■ **Task requirements**
Reproduce the following records line for line, leaving the pictures out of your answer.

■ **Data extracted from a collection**
┏━━

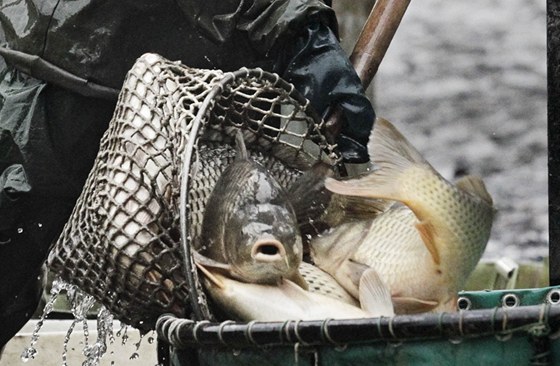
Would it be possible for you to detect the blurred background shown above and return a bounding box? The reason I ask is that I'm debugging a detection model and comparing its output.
[333,0,548,261]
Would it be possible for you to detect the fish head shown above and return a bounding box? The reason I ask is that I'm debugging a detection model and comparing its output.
[225,202,303,284]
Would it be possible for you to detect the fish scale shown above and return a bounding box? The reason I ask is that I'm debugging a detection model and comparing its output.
[188,142,301,238]
[311,119,494,313]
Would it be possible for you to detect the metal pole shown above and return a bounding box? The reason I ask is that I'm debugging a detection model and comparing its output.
[547,0,560,286]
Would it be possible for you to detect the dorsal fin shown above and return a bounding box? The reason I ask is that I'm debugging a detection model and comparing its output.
[235,130,249,160]
[455,175,494,206]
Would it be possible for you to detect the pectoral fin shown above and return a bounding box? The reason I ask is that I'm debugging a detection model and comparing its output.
[288,271,309,291]
[416,221,440,264]
[393,296,439,314]
[359,268,395,317]
[335,259,370,299]
[192,250,232,273]
[195,263,225,289]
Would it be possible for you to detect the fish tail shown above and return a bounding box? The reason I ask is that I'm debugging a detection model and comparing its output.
[455,175,494,206]
[325,118,438,203]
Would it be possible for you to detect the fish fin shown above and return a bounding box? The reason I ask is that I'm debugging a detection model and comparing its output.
[192,250,231,273]
[392,296,439,314]
[288,271,309,291]
[346,259,371,293]
[455,175,494,206]
[288,162,333,237]
[195,263,226,290]
[416,221,441,264]
[235,130,249,160]
[359,268,395,316]
[325,118,438,203]
[288,162,392,238]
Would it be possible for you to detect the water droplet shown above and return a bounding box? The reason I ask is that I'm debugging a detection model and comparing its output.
[21,347,37,362]
[449,337,463,344]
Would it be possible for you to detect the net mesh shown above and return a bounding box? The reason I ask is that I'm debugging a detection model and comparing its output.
[49,54,338,329]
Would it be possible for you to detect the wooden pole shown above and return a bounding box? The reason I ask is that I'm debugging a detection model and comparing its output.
[326,0,410,156]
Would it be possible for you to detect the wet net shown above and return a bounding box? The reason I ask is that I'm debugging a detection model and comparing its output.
[49,54,338,330]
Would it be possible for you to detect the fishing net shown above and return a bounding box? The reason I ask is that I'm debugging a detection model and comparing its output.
[49,54,338,330]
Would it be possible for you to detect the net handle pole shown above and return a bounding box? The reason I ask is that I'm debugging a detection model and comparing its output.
[326,0,410,143]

┗━━

■ **Task result**
Would it be possible for you to detect the blurred background shown above and return a bounding box? The reason I ask is that I'm debugging a detection model and comparing its output.
[333,0,548,261]
Would it be possible for you to detect the fish head shown above and return a bounding box? The reason I ask is that I'm debugging a detection model and comparing its output.
[225,202,303,284]
Would it be possible for you to detect the fish scale shown above and return a bounding box? The reason I ask is that I'm debugging a detection model and comparing its output.
[188,142,301,238]
[311,119,494,313]
Would it be possible for you to detect the metal pole shown above and return a bounding box? The reason I ask is that I'm debugging a detection model and comparing its output.
[547,0,560,286]
Would it be possible for you to detect the dorsal fin shown above and return a bounding box? The reason I ask is that I'm debugging a detection model and comparing its output.
[235,130,249,160]
[455,175,494,206]
Would it be possible for you to detect the pectoral fin shown above and return a bounding box? The reason I ask is that I'm debugging a detection model and comparing its output.
[288,271,309,291]
[416,221,440,264]
[393,296,439,314]
[359,268,395,317]
[335,259,370,299]
[192,250,232,273]
[195,263,225,289]
Would it be possible for you to detect the fish tail shown above and return a bounding box? The reason I ask is that I'm debugging a detection model and comparing its output.
[455,175,494,206]
[325,118,438,203]
Would it be possible for you to detect the fish fin shown above and return a bounding box? The reason I ask is that I'm debugging a detection model and comparing its output.
[192,250,231,273]
[392,296,439,314]
[288,271,309,291]
[346,259,371,293]
[455,175,494,206]
[288,162,333,237]
[195,263,226,290]
[416,221,441,264]
[235,130,249,160]
[359,268,395,316]
[325,118,438,203]
[288,162,392,238]
Would it be possible for you to detect the water droplet shown above and return a bounding box? The reason I ask is that I'm debugging a detection model and comparing its output.
[21,347,37,362]
[449,337,463,344]
Would it be possible for you to detect the net mesh shown above and return a bounding box? The reason I ask is that I'm debugging a detection model and comparing its output.
[49,54,338,329]
Would it be possible for you to detect the wooden pole shown above and return a bounding box? The reason I ask is that I'm debugging a detection model and comparing its output.
[326,0,410,156]
Would it be possible for you to detect the wet net shown above and return a bounding box? The reason I ask is that I'm debugging a detection model and comparing its output.
[49,54,338,330]
Would it be possible for you to detect the fishing net shown above and return a bounding box? The reason I ask is that I'm debugging a detection model and comparing its output.
[49,54,338,330]
Would it be possible for you to detect the net handle pole shown above and return a bounding box? The reason I ask is that I'm debugging a detection model and comparing its output.
[326,0,410,143]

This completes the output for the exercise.